After master registers game and receives ACK, just waits for slaves to contact.

<slave and matcher>
slave: send QUERY to matcher with optional password, wait for INFO, if timeout,
  resend.
matcher: respond to QUERY with INFO packet. matcher need not maintain any
  database for slave requests. INFO packet contains IP addr and port for each
  master machine that matches the QUERY spec (ALL or password). Only a
  certain MAX # of entries are sent if there are too many to choose from.

<slave and master>
slave: send JOIN to master, wait for INVITE. If timeout, resend. JOIN packet
  contains the unique word the master created. JOIN also contains username.
master: Respond to JOIN with INVITE. INVITE contains unique word from JOIN
  packet. INVITE either contains NO meaning game no longer exists or is closed
  or player is not invited. IF yes, INVITE contains info on other players
  already in the game (username and slot # for each). Master allocates the
  slots and avoids confusion based on IP addr and port #. INVITE also contains
  game options structure. Whenever a new player JOINS and is admitted, master
  sends updated INVITE packets to everyone already in the JOIN list. Whenever
  master changes game options, master sends out another set of INVITES

Duplicate JOINS are answered with updated INVITE but nothing changes as far
as allocation.

Master player launches game after he's satisfied everyone has joined.

Master sends BEGIN packet to everyone. BEGIN is identical to INVITE except
that the data is final. Slave must respond with its first MYDATA packet with
frame # of 0. If master times out waiting, master sends duplicate BEGIN to
wayward slaves. Once master has received MYDATA from everyone, game starts.

Within game slave sends MYDATA to master and waits for STEP packet. If
timeout, slave sends duplicate MYDATA.

If master times out waiting for a slave's MYDATA, slave gets dropped. MYDATAs
received will be answered with PKT_QUIT.

*/

#endif // BOMBER_H

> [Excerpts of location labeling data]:
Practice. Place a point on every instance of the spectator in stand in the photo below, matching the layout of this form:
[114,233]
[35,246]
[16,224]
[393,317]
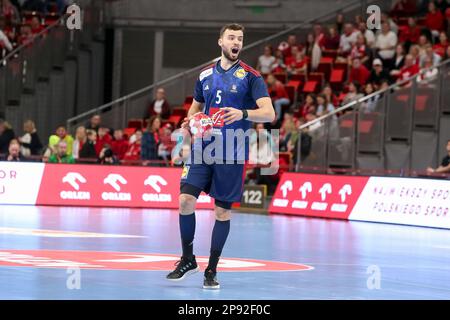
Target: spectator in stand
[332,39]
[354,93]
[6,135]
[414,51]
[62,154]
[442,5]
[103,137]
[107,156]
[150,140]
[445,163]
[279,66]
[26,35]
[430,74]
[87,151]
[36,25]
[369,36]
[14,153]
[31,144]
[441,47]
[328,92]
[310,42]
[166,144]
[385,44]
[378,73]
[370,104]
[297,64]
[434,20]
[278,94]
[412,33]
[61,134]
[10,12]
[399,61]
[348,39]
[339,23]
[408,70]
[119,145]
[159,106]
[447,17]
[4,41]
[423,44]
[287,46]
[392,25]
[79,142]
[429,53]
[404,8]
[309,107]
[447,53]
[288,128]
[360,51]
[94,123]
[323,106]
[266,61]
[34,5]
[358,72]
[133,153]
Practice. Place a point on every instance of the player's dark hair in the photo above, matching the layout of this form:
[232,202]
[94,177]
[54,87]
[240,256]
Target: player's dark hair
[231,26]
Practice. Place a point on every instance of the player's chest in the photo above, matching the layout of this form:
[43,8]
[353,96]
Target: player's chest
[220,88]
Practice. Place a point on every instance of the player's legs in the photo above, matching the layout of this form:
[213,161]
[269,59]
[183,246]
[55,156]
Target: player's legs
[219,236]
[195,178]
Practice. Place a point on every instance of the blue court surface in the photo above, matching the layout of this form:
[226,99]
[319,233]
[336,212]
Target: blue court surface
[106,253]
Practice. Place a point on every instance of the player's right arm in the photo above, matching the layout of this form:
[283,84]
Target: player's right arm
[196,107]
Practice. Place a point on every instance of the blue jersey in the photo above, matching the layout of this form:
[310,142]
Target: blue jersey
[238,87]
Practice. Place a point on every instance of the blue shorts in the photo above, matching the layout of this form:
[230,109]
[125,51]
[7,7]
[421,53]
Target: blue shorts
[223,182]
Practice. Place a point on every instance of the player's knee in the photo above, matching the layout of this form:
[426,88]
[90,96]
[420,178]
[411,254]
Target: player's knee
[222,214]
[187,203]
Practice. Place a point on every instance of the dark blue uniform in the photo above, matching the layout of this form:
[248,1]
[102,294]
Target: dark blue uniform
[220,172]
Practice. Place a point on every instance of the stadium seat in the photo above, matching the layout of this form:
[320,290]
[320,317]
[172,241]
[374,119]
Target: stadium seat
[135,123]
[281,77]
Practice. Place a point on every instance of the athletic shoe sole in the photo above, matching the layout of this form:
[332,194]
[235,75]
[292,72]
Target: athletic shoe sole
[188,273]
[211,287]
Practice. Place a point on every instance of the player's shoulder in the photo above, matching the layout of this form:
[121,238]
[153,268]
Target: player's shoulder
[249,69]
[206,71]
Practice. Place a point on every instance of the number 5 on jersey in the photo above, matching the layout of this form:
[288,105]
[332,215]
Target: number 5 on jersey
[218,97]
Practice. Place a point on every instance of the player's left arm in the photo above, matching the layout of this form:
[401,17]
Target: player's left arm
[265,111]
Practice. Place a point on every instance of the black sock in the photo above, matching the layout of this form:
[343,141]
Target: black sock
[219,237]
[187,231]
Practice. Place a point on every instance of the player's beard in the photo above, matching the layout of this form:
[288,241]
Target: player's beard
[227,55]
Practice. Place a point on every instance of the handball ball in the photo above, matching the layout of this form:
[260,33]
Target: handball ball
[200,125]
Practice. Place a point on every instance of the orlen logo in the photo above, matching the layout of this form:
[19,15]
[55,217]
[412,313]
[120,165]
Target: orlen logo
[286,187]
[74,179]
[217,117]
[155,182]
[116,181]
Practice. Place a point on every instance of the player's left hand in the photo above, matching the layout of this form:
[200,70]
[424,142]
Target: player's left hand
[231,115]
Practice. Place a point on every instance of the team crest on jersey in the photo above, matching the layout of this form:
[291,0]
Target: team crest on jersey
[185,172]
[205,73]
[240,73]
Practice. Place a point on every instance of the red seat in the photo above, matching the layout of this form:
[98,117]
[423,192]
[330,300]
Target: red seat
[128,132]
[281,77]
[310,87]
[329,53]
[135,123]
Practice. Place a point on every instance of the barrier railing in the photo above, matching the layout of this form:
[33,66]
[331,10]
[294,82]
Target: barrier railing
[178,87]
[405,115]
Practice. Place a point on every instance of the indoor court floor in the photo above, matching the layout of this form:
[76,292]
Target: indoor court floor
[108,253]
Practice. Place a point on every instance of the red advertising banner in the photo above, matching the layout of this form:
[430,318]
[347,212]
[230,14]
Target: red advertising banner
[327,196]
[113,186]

---

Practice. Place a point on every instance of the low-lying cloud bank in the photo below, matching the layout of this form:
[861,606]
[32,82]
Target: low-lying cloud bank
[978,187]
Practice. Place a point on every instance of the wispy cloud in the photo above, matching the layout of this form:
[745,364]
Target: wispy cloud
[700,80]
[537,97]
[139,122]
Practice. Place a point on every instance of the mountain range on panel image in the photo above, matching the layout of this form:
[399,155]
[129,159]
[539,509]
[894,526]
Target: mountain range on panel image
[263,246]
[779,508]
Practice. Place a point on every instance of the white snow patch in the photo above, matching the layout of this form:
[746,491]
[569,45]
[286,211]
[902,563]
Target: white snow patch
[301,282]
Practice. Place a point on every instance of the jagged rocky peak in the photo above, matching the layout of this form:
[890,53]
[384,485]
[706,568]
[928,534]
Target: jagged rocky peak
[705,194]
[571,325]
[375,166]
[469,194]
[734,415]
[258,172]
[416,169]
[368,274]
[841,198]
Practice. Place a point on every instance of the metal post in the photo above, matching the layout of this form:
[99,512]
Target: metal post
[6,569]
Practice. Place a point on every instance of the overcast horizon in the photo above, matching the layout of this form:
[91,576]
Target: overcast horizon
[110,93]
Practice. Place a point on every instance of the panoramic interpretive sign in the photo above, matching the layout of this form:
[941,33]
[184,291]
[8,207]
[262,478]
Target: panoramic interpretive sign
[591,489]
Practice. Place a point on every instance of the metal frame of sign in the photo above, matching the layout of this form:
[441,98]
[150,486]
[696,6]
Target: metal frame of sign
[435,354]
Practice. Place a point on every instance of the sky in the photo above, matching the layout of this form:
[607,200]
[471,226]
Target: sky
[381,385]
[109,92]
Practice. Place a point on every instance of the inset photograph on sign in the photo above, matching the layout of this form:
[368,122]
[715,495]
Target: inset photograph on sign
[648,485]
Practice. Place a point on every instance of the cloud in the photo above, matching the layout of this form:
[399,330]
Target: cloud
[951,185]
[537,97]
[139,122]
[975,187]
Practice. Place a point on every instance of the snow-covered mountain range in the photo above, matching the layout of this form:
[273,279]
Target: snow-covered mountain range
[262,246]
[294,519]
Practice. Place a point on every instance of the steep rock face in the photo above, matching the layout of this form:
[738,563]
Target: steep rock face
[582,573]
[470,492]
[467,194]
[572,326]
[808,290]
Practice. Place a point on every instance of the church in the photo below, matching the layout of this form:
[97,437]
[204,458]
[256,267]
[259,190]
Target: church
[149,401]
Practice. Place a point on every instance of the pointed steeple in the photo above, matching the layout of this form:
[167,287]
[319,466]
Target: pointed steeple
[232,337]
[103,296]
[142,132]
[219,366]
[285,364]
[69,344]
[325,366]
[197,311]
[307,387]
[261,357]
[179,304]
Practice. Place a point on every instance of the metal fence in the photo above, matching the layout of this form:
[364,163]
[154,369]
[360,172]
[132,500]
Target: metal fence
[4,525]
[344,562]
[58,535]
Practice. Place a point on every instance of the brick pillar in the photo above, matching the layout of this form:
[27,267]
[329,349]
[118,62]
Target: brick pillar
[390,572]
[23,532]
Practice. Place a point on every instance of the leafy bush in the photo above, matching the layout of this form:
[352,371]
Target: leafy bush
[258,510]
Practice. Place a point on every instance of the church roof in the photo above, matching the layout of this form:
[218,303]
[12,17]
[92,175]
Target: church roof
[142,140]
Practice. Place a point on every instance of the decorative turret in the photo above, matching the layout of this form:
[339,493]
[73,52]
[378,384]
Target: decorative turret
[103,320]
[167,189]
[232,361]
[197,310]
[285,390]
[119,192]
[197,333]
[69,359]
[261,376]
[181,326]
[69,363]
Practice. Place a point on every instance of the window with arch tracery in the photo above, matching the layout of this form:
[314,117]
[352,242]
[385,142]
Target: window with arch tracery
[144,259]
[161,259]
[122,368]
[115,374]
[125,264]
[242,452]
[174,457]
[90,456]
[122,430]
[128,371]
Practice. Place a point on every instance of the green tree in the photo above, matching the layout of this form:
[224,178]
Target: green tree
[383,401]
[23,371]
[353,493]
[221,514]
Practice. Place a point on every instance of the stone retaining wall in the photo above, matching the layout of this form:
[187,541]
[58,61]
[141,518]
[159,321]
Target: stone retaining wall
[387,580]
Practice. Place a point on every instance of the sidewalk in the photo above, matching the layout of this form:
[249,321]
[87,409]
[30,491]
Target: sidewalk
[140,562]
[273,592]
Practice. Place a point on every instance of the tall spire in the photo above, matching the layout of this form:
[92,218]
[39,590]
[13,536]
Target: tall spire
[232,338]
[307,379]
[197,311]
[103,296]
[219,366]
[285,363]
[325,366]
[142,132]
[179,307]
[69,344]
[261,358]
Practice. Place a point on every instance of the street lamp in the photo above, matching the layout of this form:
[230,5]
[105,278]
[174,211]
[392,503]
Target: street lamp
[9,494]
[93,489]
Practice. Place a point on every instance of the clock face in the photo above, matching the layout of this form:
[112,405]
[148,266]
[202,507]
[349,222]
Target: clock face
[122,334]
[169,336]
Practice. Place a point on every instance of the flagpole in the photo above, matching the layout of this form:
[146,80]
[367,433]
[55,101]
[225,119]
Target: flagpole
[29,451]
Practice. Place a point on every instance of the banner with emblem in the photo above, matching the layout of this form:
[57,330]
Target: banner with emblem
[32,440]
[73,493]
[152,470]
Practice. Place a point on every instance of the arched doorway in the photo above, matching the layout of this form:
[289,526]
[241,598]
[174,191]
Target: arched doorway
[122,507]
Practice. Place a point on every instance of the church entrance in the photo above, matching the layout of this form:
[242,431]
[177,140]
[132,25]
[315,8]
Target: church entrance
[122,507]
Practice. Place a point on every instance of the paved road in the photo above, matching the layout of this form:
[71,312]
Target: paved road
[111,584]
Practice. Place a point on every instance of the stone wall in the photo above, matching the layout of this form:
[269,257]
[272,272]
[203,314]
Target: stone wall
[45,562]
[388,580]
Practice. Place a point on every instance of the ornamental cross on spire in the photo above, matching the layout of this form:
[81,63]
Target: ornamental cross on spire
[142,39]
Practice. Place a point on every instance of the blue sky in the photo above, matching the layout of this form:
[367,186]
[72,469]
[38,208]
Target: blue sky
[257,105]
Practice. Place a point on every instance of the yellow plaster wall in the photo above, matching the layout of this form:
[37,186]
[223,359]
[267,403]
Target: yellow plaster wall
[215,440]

==

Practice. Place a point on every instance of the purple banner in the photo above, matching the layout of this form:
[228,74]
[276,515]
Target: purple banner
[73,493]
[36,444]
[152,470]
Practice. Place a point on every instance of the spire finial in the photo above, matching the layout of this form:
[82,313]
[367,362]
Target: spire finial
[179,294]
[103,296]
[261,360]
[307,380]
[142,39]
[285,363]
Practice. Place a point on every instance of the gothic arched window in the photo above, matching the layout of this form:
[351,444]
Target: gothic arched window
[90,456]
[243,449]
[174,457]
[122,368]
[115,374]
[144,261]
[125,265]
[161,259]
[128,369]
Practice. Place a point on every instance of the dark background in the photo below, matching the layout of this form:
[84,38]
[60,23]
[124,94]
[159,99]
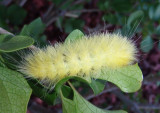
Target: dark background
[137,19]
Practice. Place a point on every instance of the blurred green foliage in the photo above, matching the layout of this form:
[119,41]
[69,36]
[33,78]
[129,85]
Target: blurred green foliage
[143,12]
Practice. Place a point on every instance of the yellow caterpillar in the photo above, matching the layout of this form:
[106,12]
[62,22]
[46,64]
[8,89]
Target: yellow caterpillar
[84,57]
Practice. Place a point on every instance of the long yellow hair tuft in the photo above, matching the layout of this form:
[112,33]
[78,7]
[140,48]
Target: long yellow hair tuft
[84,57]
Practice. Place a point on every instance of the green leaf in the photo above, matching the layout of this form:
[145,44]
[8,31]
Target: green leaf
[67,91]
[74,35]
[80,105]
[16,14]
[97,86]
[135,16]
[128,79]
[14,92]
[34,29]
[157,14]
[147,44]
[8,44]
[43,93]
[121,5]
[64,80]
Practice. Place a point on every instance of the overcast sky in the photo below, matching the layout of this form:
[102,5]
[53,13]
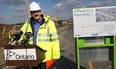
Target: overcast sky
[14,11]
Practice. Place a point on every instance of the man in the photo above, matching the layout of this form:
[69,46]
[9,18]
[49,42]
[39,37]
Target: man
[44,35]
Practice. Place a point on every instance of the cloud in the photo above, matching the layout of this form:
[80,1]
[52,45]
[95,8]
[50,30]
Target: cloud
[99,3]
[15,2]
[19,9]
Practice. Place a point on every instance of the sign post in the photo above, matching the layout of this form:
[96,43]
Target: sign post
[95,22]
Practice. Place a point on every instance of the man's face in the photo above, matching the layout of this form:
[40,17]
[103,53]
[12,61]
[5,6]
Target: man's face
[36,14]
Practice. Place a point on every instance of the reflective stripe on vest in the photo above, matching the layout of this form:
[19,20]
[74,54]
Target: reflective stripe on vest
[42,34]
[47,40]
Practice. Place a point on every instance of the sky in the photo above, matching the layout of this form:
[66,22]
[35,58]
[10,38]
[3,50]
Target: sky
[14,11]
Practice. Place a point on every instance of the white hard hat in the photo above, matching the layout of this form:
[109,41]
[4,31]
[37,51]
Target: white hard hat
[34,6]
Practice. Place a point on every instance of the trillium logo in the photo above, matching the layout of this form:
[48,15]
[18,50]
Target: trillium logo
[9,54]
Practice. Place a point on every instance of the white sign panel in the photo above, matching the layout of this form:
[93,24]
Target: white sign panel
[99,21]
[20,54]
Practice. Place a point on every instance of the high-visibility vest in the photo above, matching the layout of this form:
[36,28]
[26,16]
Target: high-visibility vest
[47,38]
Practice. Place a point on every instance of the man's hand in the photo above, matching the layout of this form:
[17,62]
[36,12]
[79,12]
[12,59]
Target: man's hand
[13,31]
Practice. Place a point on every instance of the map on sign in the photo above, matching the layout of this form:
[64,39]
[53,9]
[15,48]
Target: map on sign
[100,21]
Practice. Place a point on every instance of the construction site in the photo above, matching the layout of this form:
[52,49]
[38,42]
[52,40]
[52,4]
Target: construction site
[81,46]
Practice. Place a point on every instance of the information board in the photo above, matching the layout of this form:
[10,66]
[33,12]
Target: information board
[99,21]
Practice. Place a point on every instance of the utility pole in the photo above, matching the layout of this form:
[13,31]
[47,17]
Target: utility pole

> [GOAL]: Rewrite the stretch of the game protocol notes from "Duplicate JOINS are" through "everyone, game starts.", substituting "unresponsive" for "wayward".

> [RESPONSE TO THIS TASK]:
Duplicate JOINS are answered with updated INVITE but nothing changes as far
as allocation.

Master player launches game after he's satisfied everyone has joined.

Master sends BEGIN packet to everyone. BEGIN is identical to INVITE except
that the data is final. Slave must respond with its first MYDATA packet with
frame # of 0. If master times out waiting, master sends duplicate BEGIN to
unresponsive slaves. Once master has received MYDATA from everyone, game starts.